__Tujuan Latihan__: Tentukan apakah pernyataan berikut sesuai dengan kutipan teks tentang penyimpangan tafsir di bawah, lalu jawab ya atau tidak untuk masing-masing disertai kata-kata penentu dari kutipan teks itu tanpa diubah. (a) Zamaksyari adalah tokoh Syi’ah. (b) Aliran Khawarij memakai surat Al-Maidah [5] :44 untuk mempertahankan doktrin bahwa orang yang fasik adalah kafir. (c) Pangkal penyimpangan sufi sulit ditebak.

__Kutipan Teks__:

Eksistensi Israiliyat dalam tafsir Historis tidak saja merupakan penyimpangan, lebih jauh lagi, menurut Muhammad Syaltut, telah menjauhkan umat Islam dari mutiara-mutiara Al-Qur’an. Umpamanya, ketika menjelaskan kisah penyembelihan sapi (Baqarah) oleh Bani Israil, para sejarawan terlena dengan cerita-cerita Israiliyat samua lupa akan pesan moral yang ada di balik kisah tersebut.


2) Penyimpangan dalam Tafsir Teologi[2]
Skismatik aliran-aliran teologi ternyata tidak selamanya membawa rahmat. Pada saat tertentu ia bahkan menjadi salah satu sebab bagi penyimpangan dalam tafsir teologi. Dalam menafsirkan Al-Qur’an, kerap kali masing-masing aliran mendistori ayat untuk disesuaikan dengan doktrin madzhab yang dianutnya. Bukan Al-Qur’an dijadikan sumber pelarian bagi perselisihan di antara aliran-aliran teologi, bahkan sebaliknya ia dijadikan sebagai justifikasi bagi madzhabnya masing-masing. Tentu saja hal itu merupakan satu penyimpanyan dalam tafsir teologi.
Untuk mempertahankan doktrin “ketidakmungkinan” Allah dapat dilihat di akhirat kelak, Zamaksyari (tokoh besar Mu’tazilah)”terpaksa” harus melakukan takwil(metefora) terhadap ayat yang jelas-jelas bertentangan dengan doktrin Mu’tazilah. Hasan Al-Asykari, tokoh Syi’ah, mengarahkan penafsiran terhadap surat Al-Baqarah [2] : 163 untuk menjustifikasikan doktrin “taqqiyah”. Aliran Khawarij pun tidak ketinggalan menjadikan Al-Qur’an surat Al-Maidah [5] :44 untuk mempertahankan doktrinnya bahwa “orang yang fasik adalah kafir”. Ayat-ayat lain disimpangkan oleh kelompok Jabbariyah untuk mempertahankan doktrin “determinismenya”. Begitulah selanjutnya, masing-masing aliran teologi mempunyai andil dalam melakukan penyimpangan-penyimpangan.
3) Penyimpangan dalam Tafsir Sufi
Ciri kehidupan sufi yang eksklusif tidak saja tampak dalam bentuk-bentuk praktek keagamaannya, tetapi lebih jelas tampak dalam bentuk penafsiran-penafsiran Al-Qur’an. Karena keeklusifan inilah, tafsir sufi banyak mendistorsi ayat-ayat Al-Qur’an. Bila menelaah kitab-kitab tafsir tasawuf, baik yang mencorak toeretis (an-nazhari), simbolik (isyari) ataupun limpahan (faidhi), kita akan menemukan berbagai penyimpangan di dalamnya. Pangkal penyimpangan sufi mudah ditebak. Para sufi terlalu memaksakan ayat-ayat Al-Qur’an untuk diselaraskan dengan doktrin-doktrin tasawuf.

__Kumpulan Data__:
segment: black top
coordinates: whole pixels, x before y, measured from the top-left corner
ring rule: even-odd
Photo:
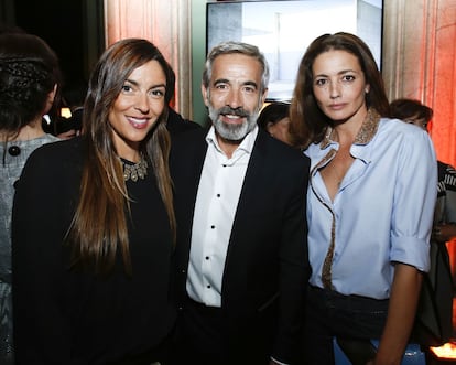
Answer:
[[[127,182],[133,198],[128,219],[132,277],[120,259],[107,278],[69,269],[63,237],[77,202],[82,161],[80,138],[40,148],[17,190],[12,258],[18,364],[128,362],[153,352],[174,323],[172,238],[151,167],[146,179]]]

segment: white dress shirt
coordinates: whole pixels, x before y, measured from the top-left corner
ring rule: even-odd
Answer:
[[[195,203],[186,283],[188,296],[206,305],[221,305],[226,254],[257,135],[258,127],[230,159],[221,151],[214,127],[206,137],[208,147]]]

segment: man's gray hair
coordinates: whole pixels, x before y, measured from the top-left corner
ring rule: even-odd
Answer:
[[[217,58],[220,55],[224,54],[243,54],[249,57],[253,57],[258,60],[258,62],[261,64],[263,72],[261,76],[261,92],[265,90],[268,88],[269,84],[269,65],[268,61],[264,57],[264,54],[260,52],[260,50],[252,44],[242,43],[242,42],[221,42],[218,45],[216,45],[208,54],[206,58],[206,64],[203,72],[203,85],[204,87],[208,88],[210,83],[210,77],[213,74],[213,64],[215,58]]]

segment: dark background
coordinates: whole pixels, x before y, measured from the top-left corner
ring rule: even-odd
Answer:
[[[47,42],[59,58],[64,92],[87,83],[105,49],[102,0],[0,0],[0,22]]]

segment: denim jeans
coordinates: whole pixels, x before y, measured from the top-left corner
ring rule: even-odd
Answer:
[[[310,287],[304,331],[306,364],[334,365],[334,337],[357,340],[367,346],[370,339],[380,339],[388,302]]]

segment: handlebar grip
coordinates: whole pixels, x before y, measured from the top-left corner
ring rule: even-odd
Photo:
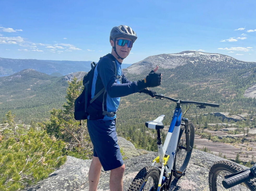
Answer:
[[[217,104],[216,103],[211,103],[204,102],[204,105],[206,106],[210,106],[213,107],[219,107],[219,104]]]
[[[222,185],[227,189],[252,179],[254,176],[249,169],[234,176],[222,181]]]

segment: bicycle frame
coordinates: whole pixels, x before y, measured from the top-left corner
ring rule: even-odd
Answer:
[[[176,149],[178,144],[178,139],[180,130],[182,119],[182,114],[181,108],[180,104],[179,101],[178,101],[177,102],[177,105],[175,108],[163,146],[161,142],[160,130],[157,130],[158,140],[157,144],[158,146],[159,162],[162,166],[157,188],[158,191],[160,190],[161,186],[162,185],[164,170],[165,170],[166,172],[165,175],[166,177],[168,177],[171,173],[174,159],[175,158]],[[186,131],[187,130],[187,128],[186,127]],[[187,135],[188,135],[188,134]],[[187,138],[187,137],[188,137]],[[186,139],[188,138],[188,140],[189,140],[189,137],[187,136],[186,136]],[[189,141],[188,142],[189,142]],[[153,166],[154,166],[157,161],[158,162],[158,160],[157,159],[157,157],[153,161],[154,162],[152,165]]]

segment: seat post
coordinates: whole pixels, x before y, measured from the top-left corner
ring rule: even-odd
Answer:
[[[157,144],[160,145],[162,144],[162,140],[160,135],[160,129],[157,129]]]

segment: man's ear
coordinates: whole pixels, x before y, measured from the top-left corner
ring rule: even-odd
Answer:
[[[111,45],[111,46],[113,47],[115,46],[115,45],[114,44],[114,41],[112,40],[110,40],[110,44]]]

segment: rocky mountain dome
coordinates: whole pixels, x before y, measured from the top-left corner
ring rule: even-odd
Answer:
[[[160,69],[169,69],[187,64],[213,67],[217,70],[225,68],[251,68],[252,65],[256,66],[256,62],[241,61],[220,54],[186,51],[179,53],[162,54],[149,56],[123,70],[125,73],[140,74],[148,72],[157,65]]]

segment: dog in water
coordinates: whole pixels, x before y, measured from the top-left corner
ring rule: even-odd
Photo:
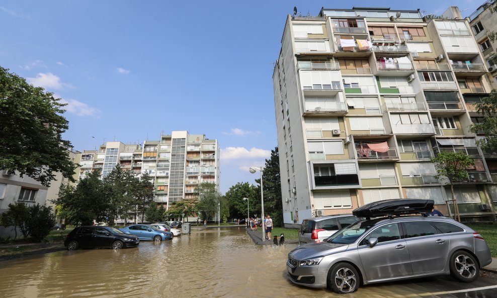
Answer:
[[[282,234],[281,236],[280,236],[280,245],[283,245],[284,244],[285,244],[285,236],[283,236],[283,234]]]

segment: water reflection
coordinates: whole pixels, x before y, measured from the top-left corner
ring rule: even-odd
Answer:
[[[294,247],[255,245],[239,228],[194,231],[137,248],[60,251],[0,263],[0,297],[338,296],[290,282],[285,263]],[[347,298],[416,297],[426,289],[370,286]]]

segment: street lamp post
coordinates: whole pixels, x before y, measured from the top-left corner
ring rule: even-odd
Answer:
[[[248,199],[246,197],[244,197],[243,201],[247,201],[247,219],[245,221],[246,222],[245,223],[245,224],[247,227],[250,228],[250,227],[248,226],[248,225],[250,224],[248,222],[248,219],[250,218],[250,216],[248,215]]]
[[[261,222],[263,223],[262,229],[261,229],[261,230],[262,230],[262,241],[266,241],[266,231],[265,230],[265,227],[264,227],[264,218],[264,218],[264,192],[263,190],[263,187],[262,187],[262,172],[264,170],[264,168],[262,167],[251,167],[248,169],[248,170],[249,171],[250,171],[251,173],[253,174],[255,173],[256,171],[259,171],[261,172],[261,220],[262,221]]]

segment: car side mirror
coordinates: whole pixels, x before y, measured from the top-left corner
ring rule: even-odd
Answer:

__Jawaban Lengkap__:
(a) Tidak: "Zamaksyari (tokoh besar Mu’tazilah)"
(b) Ya: "Aliran Khawarij pun tidak ketinggalan menjadikan Al-Qur’an surat Al-Maidah [5] :44 untuk mempertahankan doktrinnya bahwa “orang yang fasik adalah kafir”."
(c) Tidak: "Pangkal penyimpangan sufi mudah ditebak."